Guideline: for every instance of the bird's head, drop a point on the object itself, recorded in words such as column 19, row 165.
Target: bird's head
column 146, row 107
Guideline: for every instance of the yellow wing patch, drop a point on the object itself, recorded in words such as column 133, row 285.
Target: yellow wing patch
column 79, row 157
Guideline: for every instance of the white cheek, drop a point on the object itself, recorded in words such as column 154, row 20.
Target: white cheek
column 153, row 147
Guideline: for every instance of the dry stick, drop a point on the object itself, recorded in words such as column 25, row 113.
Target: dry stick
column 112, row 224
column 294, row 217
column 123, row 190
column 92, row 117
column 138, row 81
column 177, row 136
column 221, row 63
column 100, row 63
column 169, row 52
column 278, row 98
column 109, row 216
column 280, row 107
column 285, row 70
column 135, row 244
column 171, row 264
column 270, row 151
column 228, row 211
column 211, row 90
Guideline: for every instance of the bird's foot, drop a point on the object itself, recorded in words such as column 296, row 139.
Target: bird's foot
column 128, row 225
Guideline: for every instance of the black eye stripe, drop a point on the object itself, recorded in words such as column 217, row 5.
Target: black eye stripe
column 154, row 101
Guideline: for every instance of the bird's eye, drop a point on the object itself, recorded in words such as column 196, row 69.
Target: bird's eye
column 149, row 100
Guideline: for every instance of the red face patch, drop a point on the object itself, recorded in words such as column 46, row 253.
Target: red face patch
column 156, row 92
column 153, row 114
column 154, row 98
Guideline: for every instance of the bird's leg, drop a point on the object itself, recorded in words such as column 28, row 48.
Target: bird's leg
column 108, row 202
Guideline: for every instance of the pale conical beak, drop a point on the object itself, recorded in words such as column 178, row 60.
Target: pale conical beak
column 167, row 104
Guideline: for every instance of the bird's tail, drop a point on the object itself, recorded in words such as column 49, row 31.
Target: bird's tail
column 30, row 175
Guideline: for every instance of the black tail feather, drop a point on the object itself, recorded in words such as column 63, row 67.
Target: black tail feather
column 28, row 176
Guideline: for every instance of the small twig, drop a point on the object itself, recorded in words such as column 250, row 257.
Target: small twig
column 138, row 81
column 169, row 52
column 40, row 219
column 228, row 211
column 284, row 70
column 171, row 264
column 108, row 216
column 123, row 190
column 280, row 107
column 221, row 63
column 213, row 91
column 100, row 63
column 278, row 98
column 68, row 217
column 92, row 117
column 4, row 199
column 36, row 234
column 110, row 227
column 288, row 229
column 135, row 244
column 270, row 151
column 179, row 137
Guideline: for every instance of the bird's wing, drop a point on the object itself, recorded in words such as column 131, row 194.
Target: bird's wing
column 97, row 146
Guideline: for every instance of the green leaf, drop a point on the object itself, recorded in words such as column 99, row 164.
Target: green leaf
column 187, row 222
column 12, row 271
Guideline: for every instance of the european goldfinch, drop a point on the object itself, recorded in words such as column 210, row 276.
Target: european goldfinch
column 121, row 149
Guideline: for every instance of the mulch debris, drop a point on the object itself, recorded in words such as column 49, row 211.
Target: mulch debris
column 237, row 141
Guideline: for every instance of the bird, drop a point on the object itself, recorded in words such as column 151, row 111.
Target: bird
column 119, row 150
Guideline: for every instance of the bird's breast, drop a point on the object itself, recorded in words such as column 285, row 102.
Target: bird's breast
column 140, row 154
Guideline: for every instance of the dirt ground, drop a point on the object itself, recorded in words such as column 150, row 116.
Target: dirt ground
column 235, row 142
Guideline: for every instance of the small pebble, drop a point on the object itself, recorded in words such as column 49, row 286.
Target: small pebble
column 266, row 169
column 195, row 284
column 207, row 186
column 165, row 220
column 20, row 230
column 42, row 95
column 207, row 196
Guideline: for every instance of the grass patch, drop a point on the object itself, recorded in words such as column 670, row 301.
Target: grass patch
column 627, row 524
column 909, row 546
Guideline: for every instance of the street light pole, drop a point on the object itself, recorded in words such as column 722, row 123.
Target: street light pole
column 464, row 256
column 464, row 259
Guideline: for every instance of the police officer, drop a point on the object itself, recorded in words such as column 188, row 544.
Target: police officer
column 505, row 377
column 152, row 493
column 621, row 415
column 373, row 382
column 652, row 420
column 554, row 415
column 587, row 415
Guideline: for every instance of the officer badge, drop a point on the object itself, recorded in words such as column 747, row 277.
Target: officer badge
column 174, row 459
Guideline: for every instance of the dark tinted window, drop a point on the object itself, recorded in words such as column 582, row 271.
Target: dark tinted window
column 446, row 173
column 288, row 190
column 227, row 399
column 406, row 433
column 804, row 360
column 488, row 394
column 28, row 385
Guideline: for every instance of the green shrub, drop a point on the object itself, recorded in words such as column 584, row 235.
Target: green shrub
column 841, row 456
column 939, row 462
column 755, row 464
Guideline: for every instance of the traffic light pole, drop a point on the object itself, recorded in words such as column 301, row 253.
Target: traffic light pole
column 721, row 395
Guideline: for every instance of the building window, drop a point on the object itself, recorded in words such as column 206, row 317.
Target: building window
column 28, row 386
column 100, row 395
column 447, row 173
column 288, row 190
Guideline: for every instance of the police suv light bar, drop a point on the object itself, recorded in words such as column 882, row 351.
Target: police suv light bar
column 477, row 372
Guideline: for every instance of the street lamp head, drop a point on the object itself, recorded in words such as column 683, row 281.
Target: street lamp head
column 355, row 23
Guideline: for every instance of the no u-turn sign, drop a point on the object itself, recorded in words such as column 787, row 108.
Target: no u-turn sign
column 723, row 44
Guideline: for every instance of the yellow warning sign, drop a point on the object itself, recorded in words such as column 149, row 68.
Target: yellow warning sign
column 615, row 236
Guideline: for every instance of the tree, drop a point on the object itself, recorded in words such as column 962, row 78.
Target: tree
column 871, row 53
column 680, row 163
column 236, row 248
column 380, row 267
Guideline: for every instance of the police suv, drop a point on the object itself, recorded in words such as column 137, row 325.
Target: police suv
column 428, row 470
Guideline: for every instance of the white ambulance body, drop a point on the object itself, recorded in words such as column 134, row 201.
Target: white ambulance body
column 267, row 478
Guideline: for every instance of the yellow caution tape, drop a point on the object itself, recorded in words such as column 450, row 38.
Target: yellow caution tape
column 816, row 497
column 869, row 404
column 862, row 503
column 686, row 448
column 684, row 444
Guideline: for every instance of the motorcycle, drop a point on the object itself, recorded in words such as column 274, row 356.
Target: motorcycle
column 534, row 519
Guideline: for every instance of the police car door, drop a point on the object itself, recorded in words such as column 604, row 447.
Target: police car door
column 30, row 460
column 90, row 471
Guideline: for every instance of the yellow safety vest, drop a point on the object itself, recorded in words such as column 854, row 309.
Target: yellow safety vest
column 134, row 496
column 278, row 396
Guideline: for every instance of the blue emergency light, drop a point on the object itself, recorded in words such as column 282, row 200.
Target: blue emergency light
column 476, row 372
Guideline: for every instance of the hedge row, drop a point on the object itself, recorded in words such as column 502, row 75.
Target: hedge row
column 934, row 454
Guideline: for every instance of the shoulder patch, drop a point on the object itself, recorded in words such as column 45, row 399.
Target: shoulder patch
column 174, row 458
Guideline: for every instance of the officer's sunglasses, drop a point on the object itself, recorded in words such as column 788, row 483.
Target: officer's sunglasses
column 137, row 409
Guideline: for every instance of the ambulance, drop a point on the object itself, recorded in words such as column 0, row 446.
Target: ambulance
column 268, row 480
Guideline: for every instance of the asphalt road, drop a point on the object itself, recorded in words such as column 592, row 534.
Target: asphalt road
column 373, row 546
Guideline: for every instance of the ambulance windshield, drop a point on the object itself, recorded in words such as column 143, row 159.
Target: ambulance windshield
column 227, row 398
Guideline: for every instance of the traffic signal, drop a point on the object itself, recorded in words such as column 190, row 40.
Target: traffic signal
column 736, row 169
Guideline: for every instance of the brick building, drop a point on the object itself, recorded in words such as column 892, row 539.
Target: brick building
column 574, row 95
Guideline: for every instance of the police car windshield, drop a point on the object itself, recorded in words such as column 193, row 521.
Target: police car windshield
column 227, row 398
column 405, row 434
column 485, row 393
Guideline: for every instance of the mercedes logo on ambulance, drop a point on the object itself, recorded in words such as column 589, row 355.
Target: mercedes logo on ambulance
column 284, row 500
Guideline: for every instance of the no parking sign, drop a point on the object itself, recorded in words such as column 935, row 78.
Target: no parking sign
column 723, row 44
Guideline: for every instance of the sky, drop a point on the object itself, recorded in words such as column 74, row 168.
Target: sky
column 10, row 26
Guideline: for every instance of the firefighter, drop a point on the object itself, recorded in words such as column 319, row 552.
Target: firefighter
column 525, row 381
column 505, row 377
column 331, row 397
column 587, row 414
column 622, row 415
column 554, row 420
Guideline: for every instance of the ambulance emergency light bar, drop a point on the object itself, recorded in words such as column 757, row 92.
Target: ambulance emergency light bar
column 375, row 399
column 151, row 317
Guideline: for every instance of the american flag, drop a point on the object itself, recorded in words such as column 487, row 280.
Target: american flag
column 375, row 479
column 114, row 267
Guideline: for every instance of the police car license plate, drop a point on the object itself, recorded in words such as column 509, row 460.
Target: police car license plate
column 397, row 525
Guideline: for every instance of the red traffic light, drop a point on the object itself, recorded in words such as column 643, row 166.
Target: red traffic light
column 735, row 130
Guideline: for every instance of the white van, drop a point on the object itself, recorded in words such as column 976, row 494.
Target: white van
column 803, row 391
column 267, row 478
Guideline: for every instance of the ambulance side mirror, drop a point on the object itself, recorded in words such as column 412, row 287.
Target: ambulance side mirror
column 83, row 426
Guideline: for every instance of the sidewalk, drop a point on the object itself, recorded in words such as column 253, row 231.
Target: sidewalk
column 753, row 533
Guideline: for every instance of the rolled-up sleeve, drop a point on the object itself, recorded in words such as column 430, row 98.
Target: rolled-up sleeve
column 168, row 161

------------------------------

# Work required
Start with the first line of the data and print every line exactly. The line containing "Guideline: for every instance of the red face" is the last one to include.

# Answer to this problem
Guideline: for every instance of the bird's head, drop a point on the object itself, recorded in words such as column 19, row 165.
Target: bird's head
column 146, row 107
Guideline: for every instance of the yellow wing patch, drop a point on the object itself, recorded in words such as column 133, row 285.
Target: yellow wing patch
column 79, row 157
Guideline: for every instance of the white cheek, drop a point on the object itself, recorded in words such as column 154, row 20.
Target: white cheek
column 153, row 147
Guideline: for every instance of the dry stick, drop a point on the object itself, recorded in words such as column 25, row 113.
Target: dry stick
column 112, row 224
column 294, row 217
column 123, row 190
column 92, row 117
column 138, row 81
column 177, row 136
column 221, row 63
column 100, row 63
column 169, row 52
column 278, row 98
column 109, row 216
column 280, row 107
column 285, row 70
column 135, row 244
column 171, row 264
column 270, row 151
column 228, row 211
column 211, row 90
Guideline: for every instance of the bird's foot, drop a point on the object itself, recorded in words such as column 296, row 139.
Target: bird's foot
column 128, row 225
Guideline: for every instance of the black eye stripe, drop a point on the object itself, recorded in words such as column 217, row 5.
Target: black eye stripe
column 154, row 101
Guideline: for every instance of the bird's eye, drop a point on the object itself, recorded in words such as column 196, row 69.
Target: bird's eye
column 149, row 100
Guideline: for every instance of the red face patch, drop a point on the object itself, recorded in words such as column 46, row 253.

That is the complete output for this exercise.